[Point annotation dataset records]
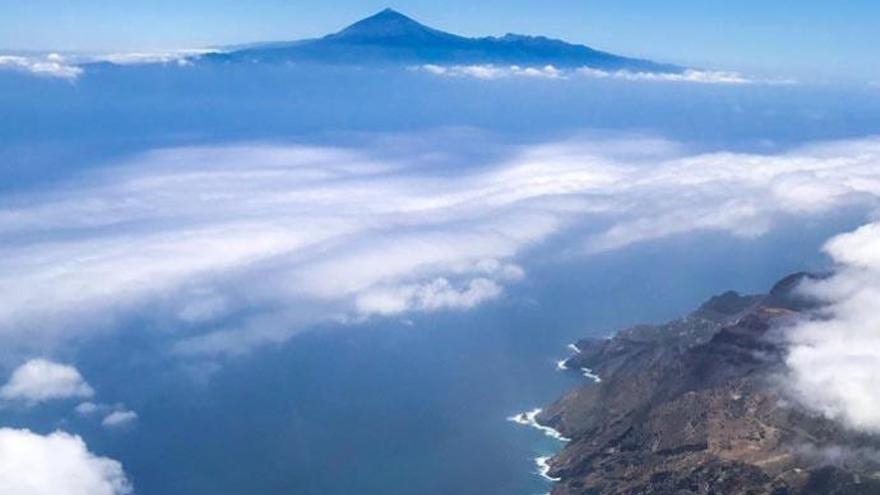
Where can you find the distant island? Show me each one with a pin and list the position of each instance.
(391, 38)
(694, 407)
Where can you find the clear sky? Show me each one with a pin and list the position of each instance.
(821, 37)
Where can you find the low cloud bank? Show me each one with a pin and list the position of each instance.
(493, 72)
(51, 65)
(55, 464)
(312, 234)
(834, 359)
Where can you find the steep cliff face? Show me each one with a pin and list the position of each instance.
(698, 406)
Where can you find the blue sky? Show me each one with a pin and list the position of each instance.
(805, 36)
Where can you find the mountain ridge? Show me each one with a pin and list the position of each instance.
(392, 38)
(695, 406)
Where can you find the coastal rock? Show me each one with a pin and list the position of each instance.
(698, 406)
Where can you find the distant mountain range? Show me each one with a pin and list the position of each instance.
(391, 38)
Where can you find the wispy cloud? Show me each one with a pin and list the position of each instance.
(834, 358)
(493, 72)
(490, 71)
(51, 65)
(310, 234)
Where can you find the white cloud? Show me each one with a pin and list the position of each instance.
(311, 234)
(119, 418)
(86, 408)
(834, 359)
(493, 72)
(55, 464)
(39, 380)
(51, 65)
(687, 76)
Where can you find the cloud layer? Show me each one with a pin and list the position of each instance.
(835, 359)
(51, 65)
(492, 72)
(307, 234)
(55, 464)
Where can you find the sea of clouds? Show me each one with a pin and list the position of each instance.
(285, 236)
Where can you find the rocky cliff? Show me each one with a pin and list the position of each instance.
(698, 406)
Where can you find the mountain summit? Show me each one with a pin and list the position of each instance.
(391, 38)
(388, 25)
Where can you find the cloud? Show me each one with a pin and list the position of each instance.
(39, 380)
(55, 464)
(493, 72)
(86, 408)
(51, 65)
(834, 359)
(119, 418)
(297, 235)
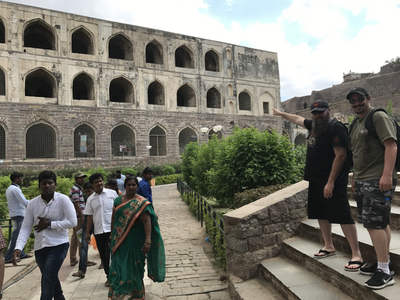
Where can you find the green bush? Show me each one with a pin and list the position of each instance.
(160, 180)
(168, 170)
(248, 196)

--

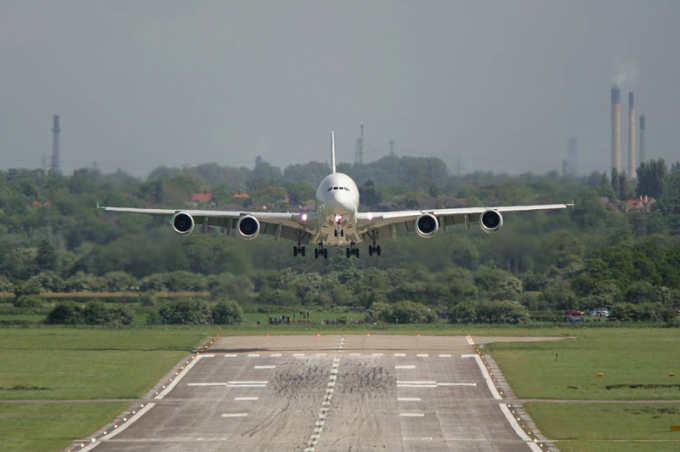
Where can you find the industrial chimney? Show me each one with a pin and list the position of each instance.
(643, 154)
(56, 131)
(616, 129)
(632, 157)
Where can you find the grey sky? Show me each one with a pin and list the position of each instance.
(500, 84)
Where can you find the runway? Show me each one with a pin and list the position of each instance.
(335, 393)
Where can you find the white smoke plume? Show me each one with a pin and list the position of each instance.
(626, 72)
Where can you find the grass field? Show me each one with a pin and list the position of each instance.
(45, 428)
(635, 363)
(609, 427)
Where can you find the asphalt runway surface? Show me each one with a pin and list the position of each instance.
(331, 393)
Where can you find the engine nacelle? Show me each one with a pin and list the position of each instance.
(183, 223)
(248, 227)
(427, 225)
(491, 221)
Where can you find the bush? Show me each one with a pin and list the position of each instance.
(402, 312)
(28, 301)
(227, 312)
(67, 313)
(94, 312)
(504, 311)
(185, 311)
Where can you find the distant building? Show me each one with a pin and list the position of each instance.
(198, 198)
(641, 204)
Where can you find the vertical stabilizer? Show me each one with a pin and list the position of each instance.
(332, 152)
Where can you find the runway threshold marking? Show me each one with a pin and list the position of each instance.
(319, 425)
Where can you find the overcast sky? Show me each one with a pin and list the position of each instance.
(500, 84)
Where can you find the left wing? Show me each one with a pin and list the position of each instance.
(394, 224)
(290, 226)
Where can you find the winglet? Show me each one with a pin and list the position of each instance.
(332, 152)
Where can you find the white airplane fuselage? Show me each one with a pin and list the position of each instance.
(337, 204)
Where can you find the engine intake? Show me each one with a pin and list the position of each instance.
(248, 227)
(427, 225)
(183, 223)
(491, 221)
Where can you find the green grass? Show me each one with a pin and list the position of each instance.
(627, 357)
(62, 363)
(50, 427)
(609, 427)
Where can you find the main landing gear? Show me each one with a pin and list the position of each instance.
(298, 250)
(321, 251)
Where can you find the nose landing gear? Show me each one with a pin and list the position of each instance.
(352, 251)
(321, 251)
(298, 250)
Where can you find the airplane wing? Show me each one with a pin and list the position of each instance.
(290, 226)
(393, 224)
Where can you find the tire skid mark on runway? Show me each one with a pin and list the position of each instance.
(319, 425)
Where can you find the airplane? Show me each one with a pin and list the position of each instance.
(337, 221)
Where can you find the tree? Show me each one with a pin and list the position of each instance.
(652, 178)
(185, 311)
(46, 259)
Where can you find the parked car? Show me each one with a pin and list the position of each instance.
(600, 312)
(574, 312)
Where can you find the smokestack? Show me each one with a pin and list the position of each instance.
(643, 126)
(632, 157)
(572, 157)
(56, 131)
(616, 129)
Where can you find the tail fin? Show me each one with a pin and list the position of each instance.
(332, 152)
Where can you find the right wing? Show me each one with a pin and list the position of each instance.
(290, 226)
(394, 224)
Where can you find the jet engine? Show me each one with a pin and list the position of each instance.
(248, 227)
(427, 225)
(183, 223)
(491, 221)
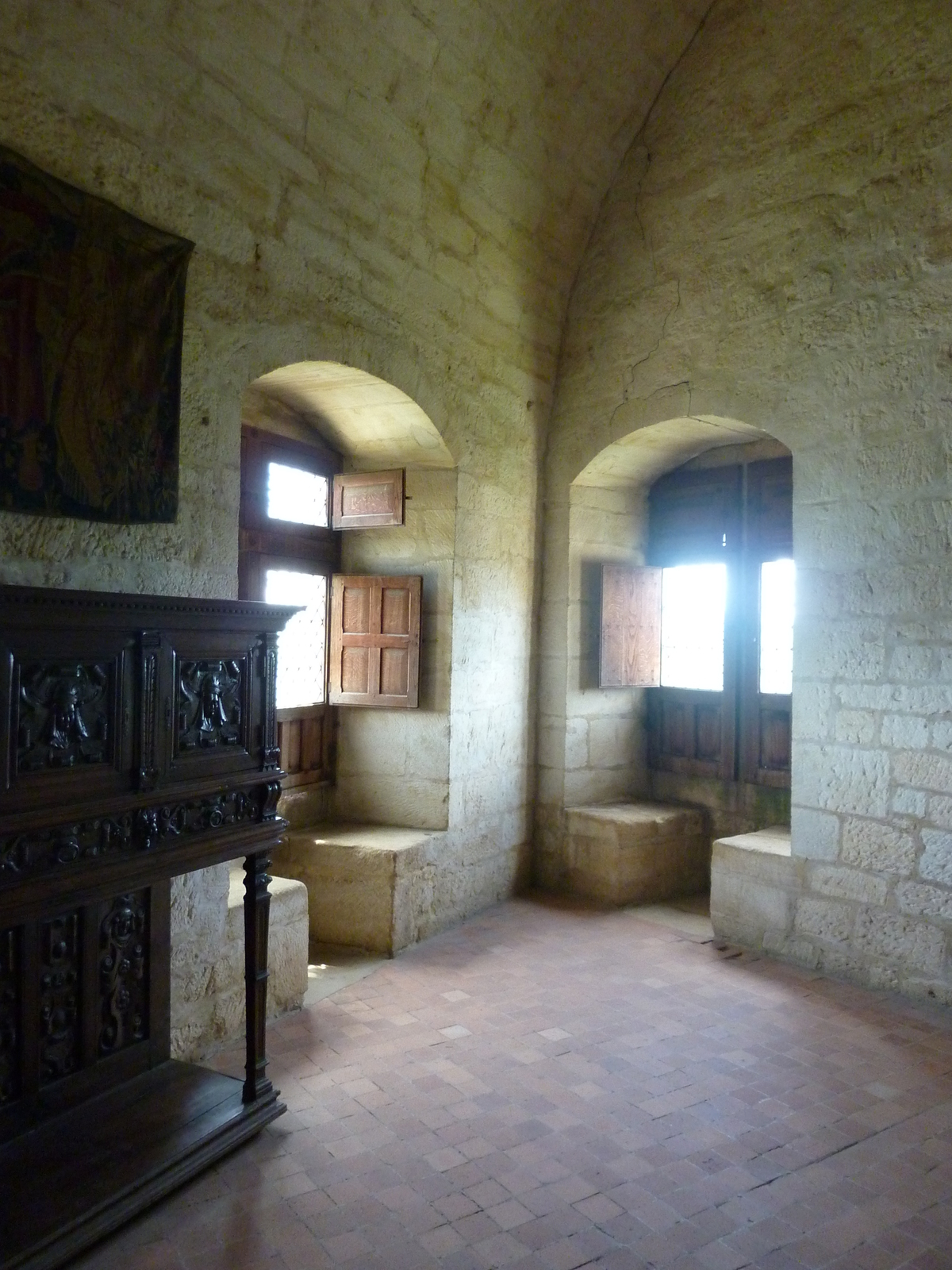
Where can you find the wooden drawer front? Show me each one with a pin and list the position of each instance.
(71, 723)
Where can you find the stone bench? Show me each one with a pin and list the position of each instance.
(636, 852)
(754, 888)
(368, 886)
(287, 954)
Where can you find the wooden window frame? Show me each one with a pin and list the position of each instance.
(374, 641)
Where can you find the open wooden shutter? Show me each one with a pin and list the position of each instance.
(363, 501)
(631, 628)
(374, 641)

_The problem_
Extract every line of the items that contains the string "airplane", and list each such line in full.

_Result of this exercise_
Where can you find the white airplane fuselage? Show me each one with a pin and list the position of each instance.
Where can you find the airplane wing? Show me each one with a pin and list the position of each instance.
Where can you find the airplane? Show me each one with a pin and list the position of each instance.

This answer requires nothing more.